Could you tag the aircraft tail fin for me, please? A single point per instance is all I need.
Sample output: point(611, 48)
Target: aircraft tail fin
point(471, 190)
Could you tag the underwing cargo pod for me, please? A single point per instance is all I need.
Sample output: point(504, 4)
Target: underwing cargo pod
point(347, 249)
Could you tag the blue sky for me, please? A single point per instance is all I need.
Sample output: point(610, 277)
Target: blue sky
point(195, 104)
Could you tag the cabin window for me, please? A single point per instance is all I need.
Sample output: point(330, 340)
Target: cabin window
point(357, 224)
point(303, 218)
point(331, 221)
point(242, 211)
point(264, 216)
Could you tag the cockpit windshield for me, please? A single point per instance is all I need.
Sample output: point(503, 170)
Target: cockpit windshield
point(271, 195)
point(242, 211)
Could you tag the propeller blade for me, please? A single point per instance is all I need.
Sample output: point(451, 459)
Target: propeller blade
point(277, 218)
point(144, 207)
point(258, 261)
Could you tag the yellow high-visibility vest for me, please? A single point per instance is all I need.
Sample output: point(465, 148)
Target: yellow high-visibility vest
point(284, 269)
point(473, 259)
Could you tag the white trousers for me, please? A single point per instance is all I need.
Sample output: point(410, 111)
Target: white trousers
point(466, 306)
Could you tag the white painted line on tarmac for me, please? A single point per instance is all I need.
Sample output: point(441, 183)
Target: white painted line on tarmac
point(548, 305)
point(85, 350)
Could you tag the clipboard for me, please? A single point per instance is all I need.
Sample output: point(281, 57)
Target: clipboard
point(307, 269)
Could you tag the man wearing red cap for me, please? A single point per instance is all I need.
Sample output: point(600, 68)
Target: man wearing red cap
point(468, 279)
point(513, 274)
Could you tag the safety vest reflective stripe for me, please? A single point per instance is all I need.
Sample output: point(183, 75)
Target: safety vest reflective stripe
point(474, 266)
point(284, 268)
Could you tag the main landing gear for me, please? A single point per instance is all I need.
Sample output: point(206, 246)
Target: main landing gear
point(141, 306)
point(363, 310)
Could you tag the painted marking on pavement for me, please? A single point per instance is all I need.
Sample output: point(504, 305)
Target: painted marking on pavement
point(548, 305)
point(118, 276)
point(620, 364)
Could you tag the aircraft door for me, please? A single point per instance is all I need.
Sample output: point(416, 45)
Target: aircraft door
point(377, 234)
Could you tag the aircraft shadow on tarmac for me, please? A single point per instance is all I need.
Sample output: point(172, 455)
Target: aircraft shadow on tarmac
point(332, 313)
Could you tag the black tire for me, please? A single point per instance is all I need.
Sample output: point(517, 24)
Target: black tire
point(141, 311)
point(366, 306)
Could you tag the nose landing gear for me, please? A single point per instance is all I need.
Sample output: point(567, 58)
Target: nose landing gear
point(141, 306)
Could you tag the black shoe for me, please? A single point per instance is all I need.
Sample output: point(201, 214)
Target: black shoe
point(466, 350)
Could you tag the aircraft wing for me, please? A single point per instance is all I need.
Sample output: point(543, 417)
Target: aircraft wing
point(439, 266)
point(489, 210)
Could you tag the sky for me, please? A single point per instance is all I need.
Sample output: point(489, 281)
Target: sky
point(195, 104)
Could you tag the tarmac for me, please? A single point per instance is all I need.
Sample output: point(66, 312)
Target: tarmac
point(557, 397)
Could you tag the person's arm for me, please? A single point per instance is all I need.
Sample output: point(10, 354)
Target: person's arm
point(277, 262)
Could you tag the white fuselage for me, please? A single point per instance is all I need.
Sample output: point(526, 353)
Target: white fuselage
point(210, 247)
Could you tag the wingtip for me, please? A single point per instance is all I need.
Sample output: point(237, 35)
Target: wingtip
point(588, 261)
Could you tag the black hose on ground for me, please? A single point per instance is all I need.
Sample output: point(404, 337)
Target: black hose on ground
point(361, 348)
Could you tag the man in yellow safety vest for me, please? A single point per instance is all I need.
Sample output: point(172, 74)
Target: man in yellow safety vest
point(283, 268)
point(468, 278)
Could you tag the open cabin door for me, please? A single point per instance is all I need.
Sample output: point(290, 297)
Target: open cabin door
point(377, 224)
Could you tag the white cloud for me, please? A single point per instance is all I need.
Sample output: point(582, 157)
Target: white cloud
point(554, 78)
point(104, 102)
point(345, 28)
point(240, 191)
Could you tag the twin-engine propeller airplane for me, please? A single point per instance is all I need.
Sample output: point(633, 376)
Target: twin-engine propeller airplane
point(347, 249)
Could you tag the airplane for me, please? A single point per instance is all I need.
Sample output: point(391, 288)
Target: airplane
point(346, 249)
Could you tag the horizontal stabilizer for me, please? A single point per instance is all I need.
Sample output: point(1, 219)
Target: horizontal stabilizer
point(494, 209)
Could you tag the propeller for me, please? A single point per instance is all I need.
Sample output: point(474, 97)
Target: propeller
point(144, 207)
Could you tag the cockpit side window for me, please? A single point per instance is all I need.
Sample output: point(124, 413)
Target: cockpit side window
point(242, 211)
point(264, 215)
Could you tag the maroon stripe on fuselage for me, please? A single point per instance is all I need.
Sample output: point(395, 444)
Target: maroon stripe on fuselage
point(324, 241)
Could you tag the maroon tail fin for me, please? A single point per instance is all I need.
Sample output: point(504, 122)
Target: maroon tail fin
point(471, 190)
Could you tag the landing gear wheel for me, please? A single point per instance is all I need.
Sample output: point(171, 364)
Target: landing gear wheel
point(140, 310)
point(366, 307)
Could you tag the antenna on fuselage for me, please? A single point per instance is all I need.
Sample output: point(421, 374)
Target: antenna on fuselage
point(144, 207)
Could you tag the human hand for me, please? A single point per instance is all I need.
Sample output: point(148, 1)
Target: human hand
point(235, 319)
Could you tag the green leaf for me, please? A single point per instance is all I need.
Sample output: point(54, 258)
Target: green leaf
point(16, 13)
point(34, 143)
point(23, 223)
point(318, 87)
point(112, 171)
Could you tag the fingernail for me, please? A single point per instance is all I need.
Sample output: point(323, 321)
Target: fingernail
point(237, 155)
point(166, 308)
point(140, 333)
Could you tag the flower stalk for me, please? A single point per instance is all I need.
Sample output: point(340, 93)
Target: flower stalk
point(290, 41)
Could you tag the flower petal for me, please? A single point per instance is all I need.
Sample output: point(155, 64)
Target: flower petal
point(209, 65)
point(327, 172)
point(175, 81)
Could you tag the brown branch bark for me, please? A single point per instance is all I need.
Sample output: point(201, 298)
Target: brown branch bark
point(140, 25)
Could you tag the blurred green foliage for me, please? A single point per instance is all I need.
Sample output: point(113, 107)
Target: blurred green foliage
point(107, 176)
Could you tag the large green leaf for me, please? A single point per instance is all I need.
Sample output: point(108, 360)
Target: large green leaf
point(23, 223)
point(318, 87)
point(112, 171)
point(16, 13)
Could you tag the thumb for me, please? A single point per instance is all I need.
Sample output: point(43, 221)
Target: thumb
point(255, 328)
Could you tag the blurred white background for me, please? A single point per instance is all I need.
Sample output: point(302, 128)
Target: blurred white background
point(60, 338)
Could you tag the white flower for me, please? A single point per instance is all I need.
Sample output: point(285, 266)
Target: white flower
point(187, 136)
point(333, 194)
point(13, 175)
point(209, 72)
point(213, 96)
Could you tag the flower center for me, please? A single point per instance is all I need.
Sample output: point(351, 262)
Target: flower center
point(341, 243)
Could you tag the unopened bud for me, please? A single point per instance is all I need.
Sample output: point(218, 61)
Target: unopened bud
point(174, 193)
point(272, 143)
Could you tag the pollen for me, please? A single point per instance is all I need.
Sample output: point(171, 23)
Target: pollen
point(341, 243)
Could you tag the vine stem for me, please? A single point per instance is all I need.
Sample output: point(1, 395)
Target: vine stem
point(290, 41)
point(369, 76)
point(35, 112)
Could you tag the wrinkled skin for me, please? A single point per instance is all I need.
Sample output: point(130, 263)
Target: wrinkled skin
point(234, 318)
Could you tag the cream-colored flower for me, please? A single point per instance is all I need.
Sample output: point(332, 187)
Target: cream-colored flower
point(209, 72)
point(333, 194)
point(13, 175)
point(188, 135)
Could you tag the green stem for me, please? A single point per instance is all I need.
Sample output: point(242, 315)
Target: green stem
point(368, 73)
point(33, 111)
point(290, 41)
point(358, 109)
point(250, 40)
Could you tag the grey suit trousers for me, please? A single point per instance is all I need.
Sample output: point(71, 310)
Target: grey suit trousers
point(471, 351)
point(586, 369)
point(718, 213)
• • •
REQUIRED ACTION
Among the records above, only the lines between the line holding "Target: man in yellow safety vest" and the line holding "Could you tag the antenna", inclusive, are to be output, exactly as written.

EXPECTED ANSWER
Target: man in yellow safety vest
point(283, 268)
point(468, 278)
Could you tag the open cabin door for me, please? A single point per instance is all I need.
Sample output: point(290, 297)
Target: open cabin door
point(377, 224)
Could you tag the white cloud for me, please? A single point per instance is all I need.
Sample output: point(582, 157)
Target: white cloud
point(554, 78)
point(104, 102)
point(345, 28)
point(240, 191)
Could you tag the twin-engine propeller airplane for me, please? A single point per instance is all I need.
Sample output: point(633, 376)
Target: twin-engine propeller airplane
point(347, 249)
Could you tag the airplane for me, please? A single point per instance is all I need.
Sample output: point(391, 288)
Target: airplane
point(346, 249)
Could you tag the horizontal stabilizer for me, please? A single point per instance is all I need.
Sample output: point(1, 219)
Target: horizontal stabilizer
point(494, 209)
Could you tag the propeller for me, please? A single point per instance is all I need.
Sample output: point(474, 97)
Target: propeller
point(144, 207)
Could you tag the cockpit side window for me, please? A single point per instance is all I need.
Sample output: point(124, 413)
Target: cockpit side window
point(242, 211)
point(264, 215)
Could you tag the maroon stripe on fuselage for me, please? A single point per instance is all I need.
Sample output: point(395, 444)
Target: maroon stripe on fuselage
point(324, 241)
Could you tag the maroon tail fin for me, please? A single point per instance is all I need.
Sample output: point(504, 122)
Target: maroon tail fin
point(471, 190)
Could you tag the landing gear wheel for me, please? A single point per instance is all I need.
Sample output: point(171, 364)
Target: landing gear wheel
point(140, 310)
point(366, 307)
Could you tag the antenna on fuselage for me, please? A single point per instance is all I need.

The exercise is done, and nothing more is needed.